(GIVEN ENTRIES):
** start **
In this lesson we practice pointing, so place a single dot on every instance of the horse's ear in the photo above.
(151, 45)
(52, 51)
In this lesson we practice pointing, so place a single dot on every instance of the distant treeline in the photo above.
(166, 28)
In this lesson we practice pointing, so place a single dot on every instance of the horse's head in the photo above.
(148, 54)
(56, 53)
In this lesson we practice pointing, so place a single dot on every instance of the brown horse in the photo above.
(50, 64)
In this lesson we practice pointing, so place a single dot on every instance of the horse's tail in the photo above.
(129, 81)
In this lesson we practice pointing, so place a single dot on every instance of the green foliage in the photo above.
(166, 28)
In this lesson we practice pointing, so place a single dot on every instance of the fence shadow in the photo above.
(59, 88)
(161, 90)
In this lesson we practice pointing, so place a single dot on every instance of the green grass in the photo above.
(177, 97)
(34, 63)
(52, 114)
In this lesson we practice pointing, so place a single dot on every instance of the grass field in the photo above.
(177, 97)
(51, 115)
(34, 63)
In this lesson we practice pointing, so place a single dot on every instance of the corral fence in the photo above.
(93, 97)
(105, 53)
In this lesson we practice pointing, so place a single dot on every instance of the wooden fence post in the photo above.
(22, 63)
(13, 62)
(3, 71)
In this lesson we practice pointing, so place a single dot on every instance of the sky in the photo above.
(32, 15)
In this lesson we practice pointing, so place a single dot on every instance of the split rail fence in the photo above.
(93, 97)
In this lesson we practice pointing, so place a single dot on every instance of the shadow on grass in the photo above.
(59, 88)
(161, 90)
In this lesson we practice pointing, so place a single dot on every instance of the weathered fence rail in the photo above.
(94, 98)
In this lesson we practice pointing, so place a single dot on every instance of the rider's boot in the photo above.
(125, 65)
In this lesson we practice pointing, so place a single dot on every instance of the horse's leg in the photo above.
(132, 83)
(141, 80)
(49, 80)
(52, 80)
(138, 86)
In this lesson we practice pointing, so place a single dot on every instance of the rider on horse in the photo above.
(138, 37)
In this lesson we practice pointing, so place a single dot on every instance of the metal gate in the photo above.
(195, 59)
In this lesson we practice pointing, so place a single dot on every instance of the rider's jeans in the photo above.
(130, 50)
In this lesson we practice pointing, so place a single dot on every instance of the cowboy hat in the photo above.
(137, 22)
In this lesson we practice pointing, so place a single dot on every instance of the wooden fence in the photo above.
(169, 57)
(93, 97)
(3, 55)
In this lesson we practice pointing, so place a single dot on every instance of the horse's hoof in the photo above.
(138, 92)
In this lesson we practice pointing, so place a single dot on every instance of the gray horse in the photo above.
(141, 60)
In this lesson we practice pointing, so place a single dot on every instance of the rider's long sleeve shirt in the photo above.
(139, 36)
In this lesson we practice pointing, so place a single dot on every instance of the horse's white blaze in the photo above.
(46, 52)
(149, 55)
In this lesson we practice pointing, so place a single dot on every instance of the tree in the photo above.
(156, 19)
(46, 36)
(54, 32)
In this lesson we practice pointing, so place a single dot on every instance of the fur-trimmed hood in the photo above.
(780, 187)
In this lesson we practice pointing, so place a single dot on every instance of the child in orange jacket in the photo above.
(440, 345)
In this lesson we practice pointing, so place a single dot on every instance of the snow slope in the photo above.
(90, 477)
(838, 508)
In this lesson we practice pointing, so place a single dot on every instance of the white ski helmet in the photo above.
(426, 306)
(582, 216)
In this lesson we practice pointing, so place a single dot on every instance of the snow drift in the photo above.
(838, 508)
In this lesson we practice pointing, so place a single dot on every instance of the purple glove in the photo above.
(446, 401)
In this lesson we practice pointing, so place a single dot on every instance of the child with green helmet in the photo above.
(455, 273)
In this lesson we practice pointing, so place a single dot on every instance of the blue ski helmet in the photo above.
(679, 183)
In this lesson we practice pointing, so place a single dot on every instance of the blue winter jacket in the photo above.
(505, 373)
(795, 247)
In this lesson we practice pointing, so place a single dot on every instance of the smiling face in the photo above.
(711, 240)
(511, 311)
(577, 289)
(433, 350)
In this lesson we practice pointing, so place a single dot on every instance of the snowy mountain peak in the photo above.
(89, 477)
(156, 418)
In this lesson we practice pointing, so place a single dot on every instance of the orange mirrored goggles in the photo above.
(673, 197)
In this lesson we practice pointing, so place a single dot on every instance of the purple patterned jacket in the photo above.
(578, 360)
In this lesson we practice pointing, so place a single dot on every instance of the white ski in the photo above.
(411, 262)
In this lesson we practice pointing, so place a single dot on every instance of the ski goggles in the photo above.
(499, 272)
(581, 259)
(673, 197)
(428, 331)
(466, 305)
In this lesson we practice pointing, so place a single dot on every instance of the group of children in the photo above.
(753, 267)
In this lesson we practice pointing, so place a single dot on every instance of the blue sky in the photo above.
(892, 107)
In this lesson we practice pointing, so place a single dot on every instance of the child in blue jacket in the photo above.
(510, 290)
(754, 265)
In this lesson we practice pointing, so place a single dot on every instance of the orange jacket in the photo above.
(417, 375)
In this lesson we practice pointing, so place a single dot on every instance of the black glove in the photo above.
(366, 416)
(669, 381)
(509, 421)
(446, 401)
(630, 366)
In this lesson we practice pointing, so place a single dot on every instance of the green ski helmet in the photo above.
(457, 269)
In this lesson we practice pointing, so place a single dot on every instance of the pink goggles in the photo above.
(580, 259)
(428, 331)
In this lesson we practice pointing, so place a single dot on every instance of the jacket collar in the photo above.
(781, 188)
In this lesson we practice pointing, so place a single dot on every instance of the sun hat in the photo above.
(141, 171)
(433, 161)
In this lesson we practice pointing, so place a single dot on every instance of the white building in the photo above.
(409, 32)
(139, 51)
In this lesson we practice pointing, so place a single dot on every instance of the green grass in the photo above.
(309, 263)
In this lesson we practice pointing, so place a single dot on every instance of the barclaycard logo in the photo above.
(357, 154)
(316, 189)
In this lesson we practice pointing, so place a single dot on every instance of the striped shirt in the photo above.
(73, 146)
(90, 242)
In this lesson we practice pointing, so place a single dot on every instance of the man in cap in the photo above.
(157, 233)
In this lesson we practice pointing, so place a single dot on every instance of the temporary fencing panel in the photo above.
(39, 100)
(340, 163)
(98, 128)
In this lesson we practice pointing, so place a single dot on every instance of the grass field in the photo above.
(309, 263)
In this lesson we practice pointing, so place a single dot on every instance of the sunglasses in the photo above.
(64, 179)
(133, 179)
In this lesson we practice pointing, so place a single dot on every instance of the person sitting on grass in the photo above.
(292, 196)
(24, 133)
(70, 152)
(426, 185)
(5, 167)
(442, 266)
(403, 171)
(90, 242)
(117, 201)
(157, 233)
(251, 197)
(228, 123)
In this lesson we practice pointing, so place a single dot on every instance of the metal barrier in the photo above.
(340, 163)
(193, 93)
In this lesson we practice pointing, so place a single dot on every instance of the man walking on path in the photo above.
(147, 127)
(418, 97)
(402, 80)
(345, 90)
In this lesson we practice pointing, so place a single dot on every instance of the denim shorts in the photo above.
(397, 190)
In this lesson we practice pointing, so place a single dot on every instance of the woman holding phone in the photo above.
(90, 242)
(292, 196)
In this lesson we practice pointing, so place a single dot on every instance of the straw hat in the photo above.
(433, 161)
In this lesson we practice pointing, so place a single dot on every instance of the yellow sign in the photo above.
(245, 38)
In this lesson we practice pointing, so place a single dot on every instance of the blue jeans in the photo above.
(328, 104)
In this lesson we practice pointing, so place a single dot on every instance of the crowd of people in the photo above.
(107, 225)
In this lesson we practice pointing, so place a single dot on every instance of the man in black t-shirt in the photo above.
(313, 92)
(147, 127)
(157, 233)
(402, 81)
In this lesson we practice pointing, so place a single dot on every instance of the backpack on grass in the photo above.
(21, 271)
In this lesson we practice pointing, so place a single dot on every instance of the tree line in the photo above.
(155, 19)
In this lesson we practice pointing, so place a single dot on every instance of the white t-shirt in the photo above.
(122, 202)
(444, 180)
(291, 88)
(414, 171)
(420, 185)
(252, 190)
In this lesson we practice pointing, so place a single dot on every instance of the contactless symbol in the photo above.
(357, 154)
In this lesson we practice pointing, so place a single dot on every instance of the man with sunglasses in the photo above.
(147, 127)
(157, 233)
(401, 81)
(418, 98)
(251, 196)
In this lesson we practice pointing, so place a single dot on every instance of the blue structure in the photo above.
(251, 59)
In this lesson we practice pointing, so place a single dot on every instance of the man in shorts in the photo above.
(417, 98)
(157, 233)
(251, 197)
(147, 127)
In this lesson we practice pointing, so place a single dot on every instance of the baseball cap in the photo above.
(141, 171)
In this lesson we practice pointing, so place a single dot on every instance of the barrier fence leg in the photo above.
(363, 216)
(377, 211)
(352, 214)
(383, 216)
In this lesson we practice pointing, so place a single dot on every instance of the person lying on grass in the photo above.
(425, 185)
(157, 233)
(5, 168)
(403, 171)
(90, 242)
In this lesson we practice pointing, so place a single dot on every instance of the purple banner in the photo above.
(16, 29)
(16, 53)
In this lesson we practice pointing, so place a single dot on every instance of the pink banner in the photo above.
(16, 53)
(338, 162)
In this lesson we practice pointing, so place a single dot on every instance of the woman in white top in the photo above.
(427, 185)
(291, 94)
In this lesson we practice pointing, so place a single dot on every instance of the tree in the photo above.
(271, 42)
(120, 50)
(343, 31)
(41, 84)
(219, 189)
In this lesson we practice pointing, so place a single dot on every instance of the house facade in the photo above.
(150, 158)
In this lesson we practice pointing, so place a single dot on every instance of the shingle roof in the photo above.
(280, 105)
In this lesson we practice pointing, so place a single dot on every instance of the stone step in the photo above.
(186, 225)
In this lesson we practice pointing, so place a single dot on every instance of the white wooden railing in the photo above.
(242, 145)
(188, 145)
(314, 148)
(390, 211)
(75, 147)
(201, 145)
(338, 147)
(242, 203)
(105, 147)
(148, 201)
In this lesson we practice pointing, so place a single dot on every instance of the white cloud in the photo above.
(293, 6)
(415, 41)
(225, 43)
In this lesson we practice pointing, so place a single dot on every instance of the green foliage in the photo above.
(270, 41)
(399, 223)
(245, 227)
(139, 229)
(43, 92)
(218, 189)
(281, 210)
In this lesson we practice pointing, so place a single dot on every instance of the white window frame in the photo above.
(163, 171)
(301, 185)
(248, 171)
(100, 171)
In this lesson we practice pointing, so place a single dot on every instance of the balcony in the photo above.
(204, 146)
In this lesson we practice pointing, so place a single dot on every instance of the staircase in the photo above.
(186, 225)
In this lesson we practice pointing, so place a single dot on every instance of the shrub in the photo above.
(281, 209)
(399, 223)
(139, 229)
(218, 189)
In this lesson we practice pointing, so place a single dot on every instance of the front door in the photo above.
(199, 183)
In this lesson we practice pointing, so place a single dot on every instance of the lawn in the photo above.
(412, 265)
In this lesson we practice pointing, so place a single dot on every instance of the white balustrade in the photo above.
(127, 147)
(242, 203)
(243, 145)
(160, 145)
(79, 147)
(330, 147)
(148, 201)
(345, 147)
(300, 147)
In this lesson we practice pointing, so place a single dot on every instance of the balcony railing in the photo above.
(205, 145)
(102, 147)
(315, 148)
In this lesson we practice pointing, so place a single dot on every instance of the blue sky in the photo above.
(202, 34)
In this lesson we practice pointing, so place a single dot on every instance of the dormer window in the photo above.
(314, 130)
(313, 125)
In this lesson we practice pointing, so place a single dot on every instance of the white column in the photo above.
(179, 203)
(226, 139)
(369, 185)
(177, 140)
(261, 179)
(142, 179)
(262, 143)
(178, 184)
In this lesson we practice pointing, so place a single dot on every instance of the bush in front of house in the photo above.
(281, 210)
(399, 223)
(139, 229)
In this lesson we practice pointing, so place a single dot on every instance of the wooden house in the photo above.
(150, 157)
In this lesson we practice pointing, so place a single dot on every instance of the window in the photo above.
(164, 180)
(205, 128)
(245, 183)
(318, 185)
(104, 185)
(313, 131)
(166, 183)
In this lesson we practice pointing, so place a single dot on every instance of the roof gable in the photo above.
** end **
Copy out, word for word, the lines of the material from the one containing "wooden house in the photo above." through the last line of the material.

In this lesson we practice pointing, so place a single dot on every instance of the wooden house in the photo above.
(150, 157)
In this lesson we practice pointing, so place a single dot on every instance of the window in the photo above.
(164, 180)
(205, 128)
(245, 183)
(318, 185)
(104, 185)
(313, 131)
(166, 183)
In this lesson we practice pointing, so place a single dot on every instance of the roof gable in the photo above.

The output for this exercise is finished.